Copy word for word the portion of the comment thread on calculator and AI reliability starting with "Answers from calculators" and going on through "some relevant context.".

*SUPPLIED PASSAGE:*
###
With calculators or GPT tools, or any other automated assistant, judgement and validation continues to matter.


> I can't count the number of times I've listened to someone argue their answer must be right because they got it from the calculator.

Answers from calculators are always right! But the human may have asked the wrong question.


There are a bunch of well-known areas where popular calculators tend to give incorrect answers: https://apcentral.collegeboard.org/courses/resources/example...

It’s mostly fine until it isn’t. AI will probably operate in the same capacity. We already have so much incorrect information out there that’s part of our pop culture. Even down to things like the fact that Darth Vader never said, “Luke, I am your father,” and Mae West never said, “Why don’t you come see me sometime?”

Even basic movie quotes are beyond our ability to get right. Hilariously, I just asked ChatGPT about these quotes and it explained that these are common misquotes, told me what was actually said in these movies, and explained some relevant context.

Sherlock never said, “Elementary, my dear Watson” even once in the books. Kirk never said, “Beam me up, Scotty.” We’re much less correct than we like to think. And somehow we’ve survived.

ChatGPT is fallible just like we are. We’ll manage, just like we always have.


I have another theory about all those quotes. Regarding that Darth Vader quote, if quoted exactly, i.e. "I am you father", it isn't immediately obvious the quote is from Star Wars. "Luke" gives you a context. Sherlock and Kirk quotes are synthesized from what the characters actually said, and arguably the precise wording doesn't matter, because the point of the quote is to bring up images of the characters and situations, not of those specific words.


Go type .1*.2 into any JavaScript console.

Edit: slapping a few more in here:

https://learn.microsoft.com/en-us/office/troubleshoot/excel/...

https://daviddeley.com/pentbug/index.htm


The answer in the Javascript console is still a correct answer. The user did not specify a level of precision, and web browsers are programmed to use a precision level which is reasonable under most circumstances. If the user needs a higher level of precision, he or she needs to specify that as part of the question (such as by not using floating point numbers).

I don't mean to be pedantic. I teach coding to elementary school students, and this is something fundamental I try to make them understand. A computer will always do what you tell it to do. A bug is when you accidentally tell a computer to do something different than what you'd intended.

Going back to the calculator example, if a student used a calculator and got the wrong answer, the problem didn't come from the calculator. This is useful to understand; it can help the student work backwards to figure out what did go wrong.

AI is different in that we've instructed the computer to develop and follow its own instructions. When ChatGPT gives the wrong answer, it is in fact giving the right answer according to the instructions it was instructed to write for itself. With this many layers of abstraction, however, the maxim that computers "always do what you tell them" is no longer useful. No human truly knows what the computer is trying to do.


> I don't mean to be pedantic.

I'm sorry in advance, but this reply is just to meet pedantry with pedantry.

> A computer will always do what you tell it to do.

This is the Bohr model of computers. It's the kind of thing you tell elementary school students because it's conceptually simple and mostly right, but I think we know better here on HN. Pedantically, computers don't always do what you tell them to, because the don't always hear what you tell them, and what you tell them can be corrupted even when they do hear it.
###
Referring-expression pointing data:
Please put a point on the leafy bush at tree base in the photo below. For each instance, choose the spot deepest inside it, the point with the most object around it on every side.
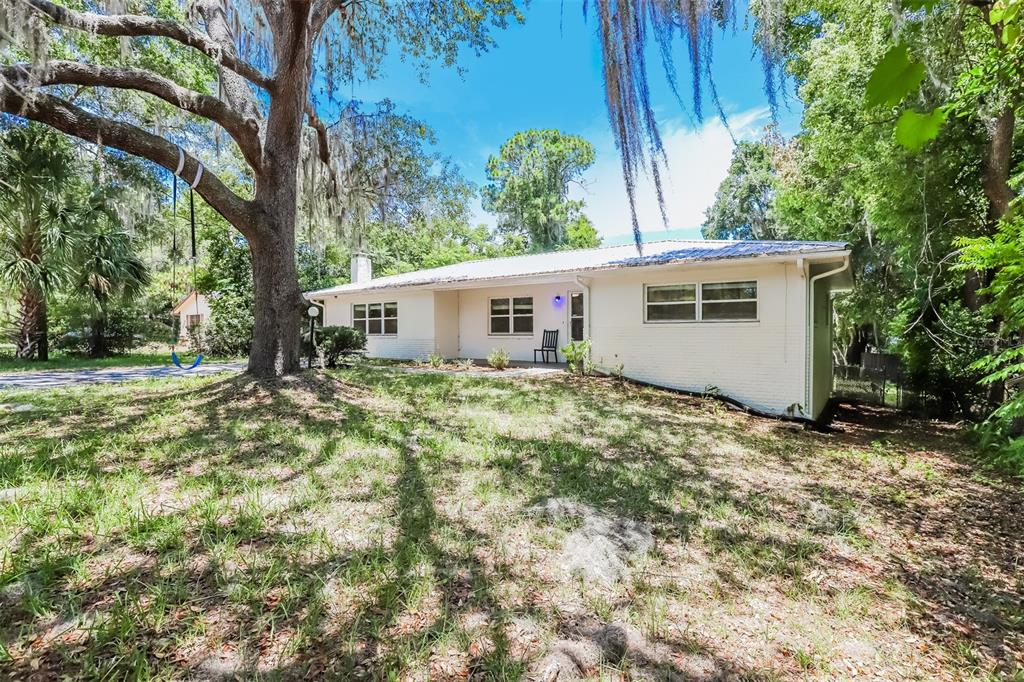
(499, 358)
(333, 342)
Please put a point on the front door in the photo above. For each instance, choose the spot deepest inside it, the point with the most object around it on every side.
(577, 326)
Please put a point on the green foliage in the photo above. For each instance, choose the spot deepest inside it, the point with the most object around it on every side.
(578, 357)
(895, 76)
(109, 270)
(944, 368)
(991, 77)
(499, 358)
(743, 203)
(581, 233)
(844, 177)
(320, 268)
(125, 327)
(334, 342)
(913, 129)
(529, 183)
(1003, 255)
(228, 286)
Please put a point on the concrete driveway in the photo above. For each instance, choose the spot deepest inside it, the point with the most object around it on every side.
(114, 375)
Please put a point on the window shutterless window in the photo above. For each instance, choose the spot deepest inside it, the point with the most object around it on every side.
(729, 301)
(376, 318)
(511, 315)
(670, 303)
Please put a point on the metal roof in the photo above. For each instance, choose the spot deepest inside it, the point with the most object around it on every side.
(654, 253)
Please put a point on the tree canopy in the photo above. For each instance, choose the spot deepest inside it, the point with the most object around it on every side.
(530, 178)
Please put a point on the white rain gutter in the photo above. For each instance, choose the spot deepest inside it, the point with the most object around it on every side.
(586, 305)
(809, 391)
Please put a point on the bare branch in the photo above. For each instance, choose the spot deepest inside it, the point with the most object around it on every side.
(323, 12)
(134, 26)
(131, 139)
(244, 130)
(323, 143)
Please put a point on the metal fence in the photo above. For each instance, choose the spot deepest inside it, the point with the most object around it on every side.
(878, 380)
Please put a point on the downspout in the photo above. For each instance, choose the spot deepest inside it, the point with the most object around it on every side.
(586, 305)
(809, 390)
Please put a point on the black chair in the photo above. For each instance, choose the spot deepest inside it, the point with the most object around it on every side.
(549, 344)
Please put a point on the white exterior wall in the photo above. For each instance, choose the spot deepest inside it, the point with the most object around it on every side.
(446, 324)
(821, 381)
(188, 307)
(474, 338)
(416, 322)
(760, 364)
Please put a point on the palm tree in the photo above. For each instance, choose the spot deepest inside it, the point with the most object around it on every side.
(109, 269)
(37, 214)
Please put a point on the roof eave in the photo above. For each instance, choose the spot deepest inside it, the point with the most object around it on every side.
(819, 255)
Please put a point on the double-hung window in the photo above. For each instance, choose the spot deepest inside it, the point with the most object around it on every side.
(376, 318)
(671, 303)
(718, 301)
(729, 301)
(511, 315)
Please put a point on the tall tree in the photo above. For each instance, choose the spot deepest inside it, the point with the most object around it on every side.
(267, 59)
(529, 185)
(627, 29)
(38, 205)
(742, 208)
(109, 269)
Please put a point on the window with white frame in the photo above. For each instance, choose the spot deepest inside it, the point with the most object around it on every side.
(376, 318)
(671, 303)
(728, 301)
(513, 314)
(713, 301)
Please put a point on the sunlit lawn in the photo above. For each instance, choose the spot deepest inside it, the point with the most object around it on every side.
(151, 356)
(371, 523)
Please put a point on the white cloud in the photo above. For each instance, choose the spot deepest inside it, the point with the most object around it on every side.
(698, 161)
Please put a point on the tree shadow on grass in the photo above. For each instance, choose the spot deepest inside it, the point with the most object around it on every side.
(221, 585)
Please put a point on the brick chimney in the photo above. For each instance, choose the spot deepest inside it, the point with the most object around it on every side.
(363, 269)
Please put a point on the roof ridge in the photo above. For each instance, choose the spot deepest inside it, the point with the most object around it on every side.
(539, 253)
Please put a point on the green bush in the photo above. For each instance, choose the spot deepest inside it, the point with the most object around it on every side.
(126, 327)
(333, 342)
(229, 331)
(578, 356)
(499, 358)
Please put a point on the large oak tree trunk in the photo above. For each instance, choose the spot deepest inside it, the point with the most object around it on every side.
(999, 196)
(276, 305)
(276, 299)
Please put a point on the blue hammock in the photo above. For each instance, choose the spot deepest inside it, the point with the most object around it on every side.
(177, 363)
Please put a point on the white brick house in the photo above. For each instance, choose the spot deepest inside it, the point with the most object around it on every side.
(751, 321)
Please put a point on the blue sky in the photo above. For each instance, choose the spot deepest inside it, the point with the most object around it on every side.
(546, 73)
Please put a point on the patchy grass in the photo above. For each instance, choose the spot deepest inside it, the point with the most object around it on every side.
(372, 523)
(60, 360)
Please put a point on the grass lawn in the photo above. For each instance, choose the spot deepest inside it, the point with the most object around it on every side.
(62, 361)
(367, 523)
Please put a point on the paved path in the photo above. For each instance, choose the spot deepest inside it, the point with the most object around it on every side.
(112, 375)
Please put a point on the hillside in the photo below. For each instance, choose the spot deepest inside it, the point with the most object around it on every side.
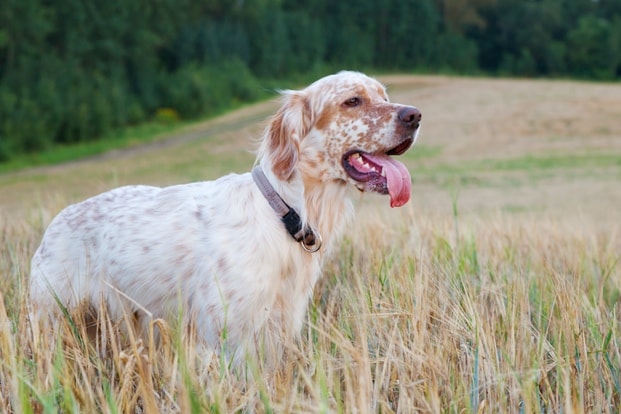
(496, 289)
(520, 146)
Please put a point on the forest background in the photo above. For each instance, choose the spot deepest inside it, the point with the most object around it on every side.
(73, 71)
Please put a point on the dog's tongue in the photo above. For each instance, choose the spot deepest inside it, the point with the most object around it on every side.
(397, 179)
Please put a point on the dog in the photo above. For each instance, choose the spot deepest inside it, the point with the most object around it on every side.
(239, 256)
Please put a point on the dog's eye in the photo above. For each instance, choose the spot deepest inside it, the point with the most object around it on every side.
(352, 102)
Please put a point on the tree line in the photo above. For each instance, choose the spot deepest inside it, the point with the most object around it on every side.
(74, 70)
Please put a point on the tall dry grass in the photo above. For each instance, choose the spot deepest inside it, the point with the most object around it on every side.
(416, 313)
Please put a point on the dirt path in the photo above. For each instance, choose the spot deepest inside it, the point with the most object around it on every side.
(523, 147)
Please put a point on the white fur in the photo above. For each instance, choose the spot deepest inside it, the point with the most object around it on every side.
(217, 250)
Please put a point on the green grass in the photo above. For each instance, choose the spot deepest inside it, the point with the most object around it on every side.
(122, 139)
(418, 310)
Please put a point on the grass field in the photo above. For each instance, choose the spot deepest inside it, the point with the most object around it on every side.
(496, 289)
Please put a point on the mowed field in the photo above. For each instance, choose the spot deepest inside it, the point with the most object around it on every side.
(497, 288)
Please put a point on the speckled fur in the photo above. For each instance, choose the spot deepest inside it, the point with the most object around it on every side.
(216, 250)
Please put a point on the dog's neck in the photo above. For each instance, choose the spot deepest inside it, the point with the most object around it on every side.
(323, 206)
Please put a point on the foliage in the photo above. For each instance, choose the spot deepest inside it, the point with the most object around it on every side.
(72, 71)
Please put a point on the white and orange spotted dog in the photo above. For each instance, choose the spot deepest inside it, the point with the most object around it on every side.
(239, 255)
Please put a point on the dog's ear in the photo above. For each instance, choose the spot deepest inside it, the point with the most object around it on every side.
(288, 127)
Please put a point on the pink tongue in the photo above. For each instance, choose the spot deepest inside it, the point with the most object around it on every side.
(397, 178)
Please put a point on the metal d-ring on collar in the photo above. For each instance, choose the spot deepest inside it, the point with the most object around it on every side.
(310, 240)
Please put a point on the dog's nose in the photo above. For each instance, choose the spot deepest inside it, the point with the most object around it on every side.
(410, 117)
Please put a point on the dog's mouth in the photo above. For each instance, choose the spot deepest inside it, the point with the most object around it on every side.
(380, 173)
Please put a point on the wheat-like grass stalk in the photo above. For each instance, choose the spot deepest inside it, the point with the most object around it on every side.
(416, 313)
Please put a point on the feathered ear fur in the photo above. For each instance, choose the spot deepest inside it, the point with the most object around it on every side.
(281, 143)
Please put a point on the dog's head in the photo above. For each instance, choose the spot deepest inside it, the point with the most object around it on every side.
(343, 128)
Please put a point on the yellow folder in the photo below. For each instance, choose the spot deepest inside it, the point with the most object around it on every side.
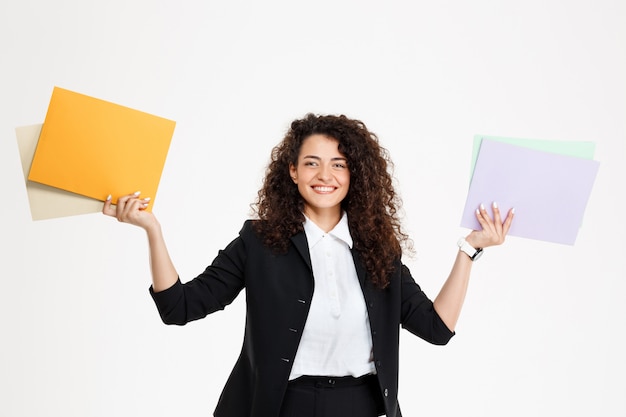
(95, 148)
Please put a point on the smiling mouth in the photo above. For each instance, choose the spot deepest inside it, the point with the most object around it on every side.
(323, 189)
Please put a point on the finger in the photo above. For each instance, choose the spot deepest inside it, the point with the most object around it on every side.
(508, 221)
(125, 198)
(108, 208)
(497, 218)
(483, 218)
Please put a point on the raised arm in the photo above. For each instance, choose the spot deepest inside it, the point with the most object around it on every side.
(452, 295)
(132, 209)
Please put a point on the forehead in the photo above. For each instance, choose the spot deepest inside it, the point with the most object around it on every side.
(319, 144)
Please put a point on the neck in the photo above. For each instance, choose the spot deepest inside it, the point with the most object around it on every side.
(324, 219)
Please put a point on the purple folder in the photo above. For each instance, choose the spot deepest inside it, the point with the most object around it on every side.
(549, 191)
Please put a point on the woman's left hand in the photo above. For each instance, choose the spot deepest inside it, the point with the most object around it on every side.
(493, 230)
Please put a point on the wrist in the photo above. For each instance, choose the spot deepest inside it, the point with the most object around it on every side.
(469, 249)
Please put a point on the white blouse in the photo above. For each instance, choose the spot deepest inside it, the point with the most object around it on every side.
(336, 340)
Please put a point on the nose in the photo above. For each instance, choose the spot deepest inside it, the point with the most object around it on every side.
(324, 173)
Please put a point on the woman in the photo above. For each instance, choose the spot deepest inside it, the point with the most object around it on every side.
(326, 291)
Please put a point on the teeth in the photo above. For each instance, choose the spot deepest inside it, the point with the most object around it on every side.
(324, 189)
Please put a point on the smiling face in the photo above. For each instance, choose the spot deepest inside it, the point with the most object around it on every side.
(323, 178)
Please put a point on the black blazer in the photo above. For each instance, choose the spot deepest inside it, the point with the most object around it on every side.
(279, 289)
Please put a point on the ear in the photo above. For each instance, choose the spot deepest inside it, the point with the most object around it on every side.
(293, 173)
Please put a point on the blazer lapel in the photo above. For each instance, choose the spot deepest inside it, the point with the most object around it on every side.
(301, 244)
(360, 268)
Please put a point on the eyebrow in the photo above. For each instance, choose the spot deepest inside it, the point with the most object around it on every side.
(338, 158)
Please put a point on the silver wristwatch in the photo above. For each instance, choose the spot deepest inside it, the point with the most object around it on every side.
(472, 252)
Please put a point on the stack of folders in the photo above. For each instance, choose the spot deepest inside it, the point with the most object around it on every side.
(88, 148)
(548, 183)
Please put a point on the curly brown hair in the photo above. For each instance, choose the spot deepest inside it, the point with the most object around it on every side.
(371, 203)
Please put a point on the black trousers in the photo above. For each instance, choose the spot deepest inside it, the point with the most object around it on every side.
(319, 396)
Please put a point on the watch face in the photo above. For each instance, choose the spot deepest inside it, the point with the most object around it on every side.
(478, 254)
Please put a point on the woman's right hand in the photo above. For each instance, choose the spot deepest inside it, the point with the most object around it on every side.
(131, 209)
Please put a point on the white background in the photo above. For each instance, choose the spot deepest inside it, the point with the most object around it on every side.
(542, 329)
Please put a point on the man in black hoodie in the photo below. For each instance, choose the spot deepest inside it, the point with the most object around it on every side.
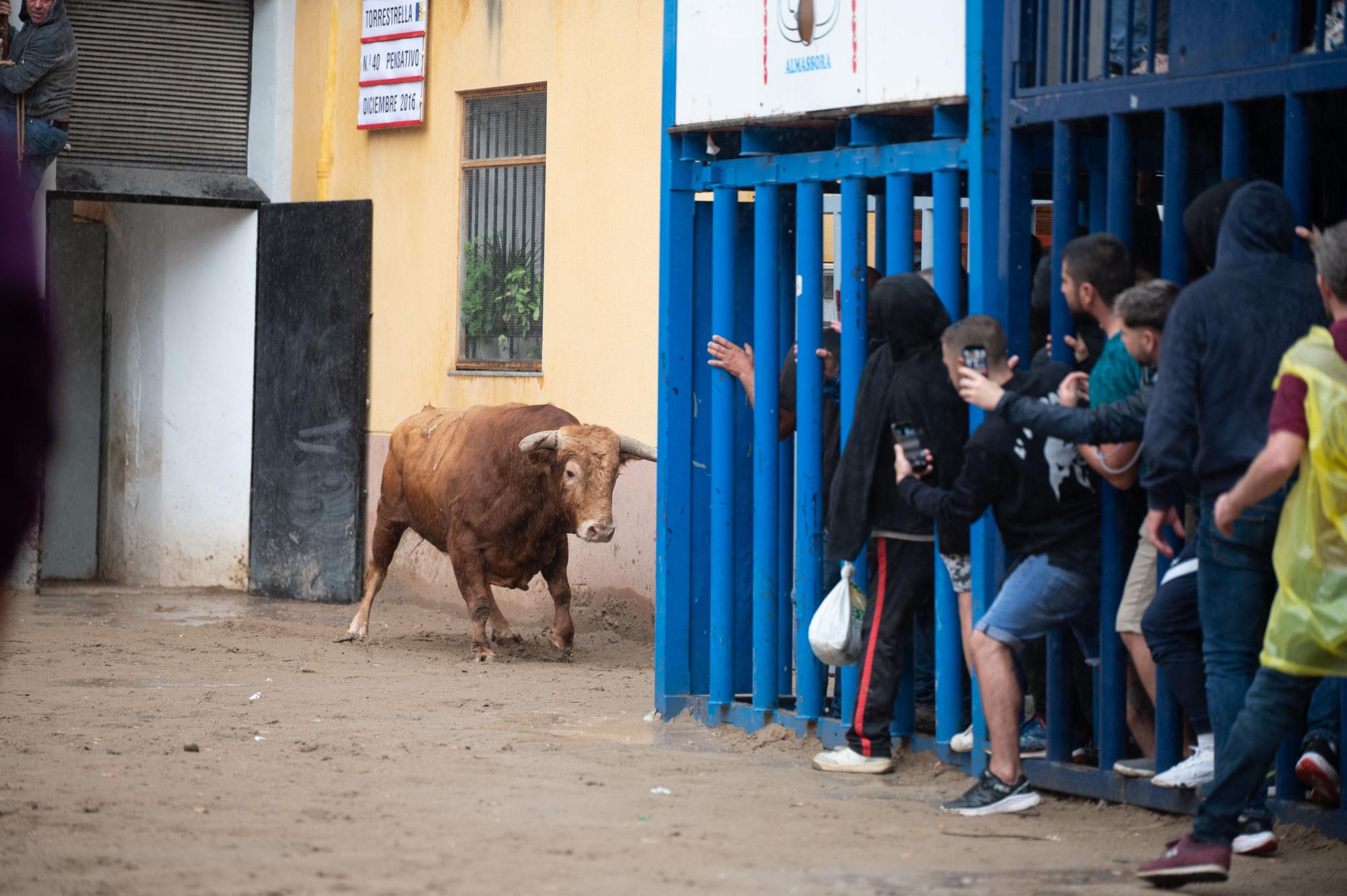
(1047, 509)
(905, 382)
(1209, 416)
(42, 69)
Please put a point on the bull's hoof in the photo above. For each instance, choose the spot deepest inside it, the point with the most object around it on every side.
(565, 646)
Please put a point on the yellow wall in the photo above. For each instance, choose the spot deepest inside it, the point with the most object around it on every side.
(601, 62)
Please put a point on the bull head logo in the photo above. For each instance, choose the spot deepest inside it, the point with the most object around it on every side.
(808, 20)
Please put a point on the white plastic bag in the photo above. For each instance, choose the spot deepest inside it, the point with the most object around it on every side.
(836, 629)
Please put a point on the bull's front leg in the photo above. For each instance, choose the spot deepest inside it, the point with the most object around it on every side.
(564, 630)
(471, 574)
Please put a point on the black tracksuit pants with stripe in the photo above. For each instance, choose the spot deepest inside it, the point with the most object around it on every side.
(902, 576)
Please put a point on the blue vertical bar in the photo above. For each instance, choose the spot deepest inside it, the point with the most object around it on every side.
(995, 246)
(786, 459)
(1065, 198)
(852, 279)
(674, 512)
(1123, 179)
(1112, 708)
(767, 351)
(949, 249)
(1174, 242)
(1296, 166)
(1098, 205)
(882, 234)
(949, 642)
(1065, 206)
(1235, 140)
(725, 222)
(898, 232)
(809, 444)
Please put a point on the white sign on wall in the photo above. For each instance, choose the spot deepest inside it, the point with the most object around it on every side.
(393, 63)
(760, 58)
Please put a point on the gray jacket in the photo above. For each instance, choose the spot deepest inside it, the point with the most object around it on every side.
(46, 61)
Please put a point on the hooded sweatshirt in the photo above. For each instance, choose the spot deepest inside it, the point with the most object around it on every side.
(46, 61)
(905, 381)
(1224, 342)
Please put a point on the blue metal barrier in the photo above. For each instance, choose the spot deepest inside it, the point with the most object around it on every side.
(733, 649)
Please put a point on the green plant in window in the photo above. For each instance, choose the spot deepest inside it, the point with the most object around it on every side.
(500, 296)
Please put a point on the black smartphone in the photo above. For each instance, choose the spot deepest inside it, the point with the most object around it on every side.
(909, 440)
(976, 358)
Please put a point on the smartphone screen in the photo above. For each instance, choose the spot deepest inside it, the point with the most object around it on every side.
(976, 358)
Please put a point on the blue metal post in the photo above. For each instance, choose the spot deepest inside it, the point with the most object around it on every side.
(1295, 164)
(725, 221)
(809, 444)
(1065, 207)
(1112, 710)
(1235, 140)
(1097, 201)
(1123, 178)
(1065, 199)
(767, 326)
(1174, 260)
(949, 642)
(899, 233)
(674, 512)
(851, 275)
(786, 458)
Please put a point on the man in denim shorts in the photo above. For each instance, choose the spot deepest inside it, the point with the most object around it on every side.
(1047, 509)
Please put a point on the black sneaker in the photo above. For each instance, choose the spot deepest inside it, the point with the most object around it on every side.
(992, 796)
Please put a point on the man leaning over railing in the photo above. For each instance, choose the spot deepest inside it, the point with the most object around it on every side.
(37, 79)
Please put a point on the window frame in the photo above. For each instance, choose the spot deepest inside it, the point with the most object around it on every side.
(479, 365)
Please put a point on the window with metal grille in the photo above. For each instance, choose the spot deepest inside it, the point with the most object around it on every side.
(500, 296)
(162, 83)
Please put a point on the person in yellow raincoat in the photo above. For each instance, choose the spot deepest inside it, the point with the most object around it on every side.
(1307, 631)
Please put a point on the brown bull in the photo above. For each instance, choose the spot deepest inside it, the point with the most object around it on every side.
(498, 489)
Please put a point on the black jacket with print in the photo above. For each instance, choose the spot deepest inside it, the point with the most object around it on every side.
(1043, 494)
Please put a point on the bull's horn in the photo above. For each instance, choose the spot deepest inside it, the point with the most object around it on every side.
(548, 440)
(632, 448)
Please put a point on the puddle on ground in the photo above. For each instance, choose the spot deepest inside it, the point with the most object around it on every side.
(134, 609)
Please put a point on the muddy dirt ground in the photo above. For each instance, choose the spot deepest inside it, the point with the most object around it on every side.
(397, 767)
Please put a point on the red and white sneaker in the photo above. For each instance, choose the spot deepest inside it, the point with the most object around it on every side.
(1187, 862)
(1318, 771)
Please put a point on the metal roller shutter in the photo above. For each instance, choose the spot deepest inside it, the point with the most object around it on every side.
(162, 83)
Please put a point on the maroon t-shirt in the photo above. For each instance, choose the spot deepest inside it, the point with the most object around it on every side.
(1288, 407)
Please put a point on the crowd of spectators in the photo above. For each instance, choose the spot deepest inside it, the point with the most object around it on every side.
(1237, 587)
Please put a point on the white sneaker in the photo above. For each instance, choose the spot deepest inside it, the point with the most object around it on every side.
(1191, 773)
(849, 761)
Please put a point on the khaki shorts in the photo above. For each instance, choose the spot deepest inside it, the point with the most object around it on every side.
(1140, 588)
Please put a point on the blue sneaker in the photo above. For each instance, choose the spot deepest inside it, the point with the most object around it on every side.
(1034, 739)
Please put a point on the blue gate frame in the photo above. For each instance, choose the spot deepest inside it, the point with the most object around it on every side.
(740, 520)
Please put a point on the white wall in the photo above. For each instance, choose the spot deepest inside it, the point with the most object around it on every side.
(178, 463)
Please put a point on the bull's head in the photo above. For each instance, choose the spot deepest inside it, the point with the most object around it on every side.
(585, 462)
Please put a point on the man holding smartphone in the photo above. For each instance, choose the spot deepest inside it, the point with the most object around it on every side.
(905, 382)
(1047, 509)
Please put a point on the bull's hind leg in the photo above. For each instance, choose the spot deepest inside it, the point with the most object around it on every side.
(478, 595)
(502, 633)
(564, 630)
(387, 535)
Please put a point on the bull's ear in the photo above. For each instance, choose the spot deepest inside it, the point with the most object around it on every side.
(546, 440)
(632, 450)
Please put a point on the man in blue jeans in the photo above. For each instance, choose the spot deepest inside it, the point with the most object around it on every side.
(1208, 420)
(1047, 509)
(41, 67)
(1306, 644)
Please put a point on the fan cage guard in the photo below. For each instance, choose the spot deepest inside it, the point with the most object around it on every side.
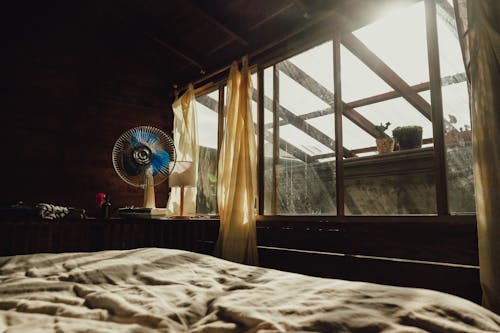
(123, 144)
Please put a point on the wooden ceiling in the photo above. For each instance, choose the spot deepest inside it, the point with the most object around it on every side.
(191, 39)
(186, 40)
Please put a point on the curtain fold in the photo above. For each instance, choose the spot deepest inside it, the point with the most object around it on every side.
(482, 52)
(236, 186)
(185, 135)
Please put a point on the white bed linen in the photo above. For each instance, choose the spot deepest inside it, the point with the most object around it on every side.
(162, 290)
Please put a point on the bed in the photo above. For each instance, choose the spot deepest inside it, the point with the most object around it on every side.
(165, 290)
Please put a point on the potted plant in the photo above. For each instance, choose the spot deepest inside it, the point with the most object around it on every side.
(385, 144)
(408, 137)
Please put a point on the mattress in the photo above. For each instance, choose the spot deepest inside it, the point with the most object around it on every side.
(164, 290)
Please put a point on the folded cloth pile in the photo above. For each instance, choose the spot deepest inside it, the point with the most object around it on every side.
(53, 212)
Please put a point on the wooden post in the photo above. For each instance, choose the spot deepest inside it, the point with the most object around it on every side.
(437, 109)
(339, 151)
###
*SOLUTION TO THE PROBLEM:*
Answers from calculators are always right! But the human may have asked the wrong question.


There are a bunch of well-known areas where popular calculators tend to give incorrect answers: https://apcentral.collegeboard.org/courses/resources/example...

It’s mostly fine until it isn’t. AI will probably operate in the same capacity. We already have so much incorrect information out there that’s part of our pop culture. Even down to things like the fact that Darth Vader never said, “Luke, I am your father,” and Mae West never said, “Why don’t you come see me sometime?”

Even basic movie quotes are beyond our ability to get right. Hilariously, I just asked ChatGPT about these quotes and it explained that these are common misquotes, told me what was actually said in these movies, and explained some relevant context.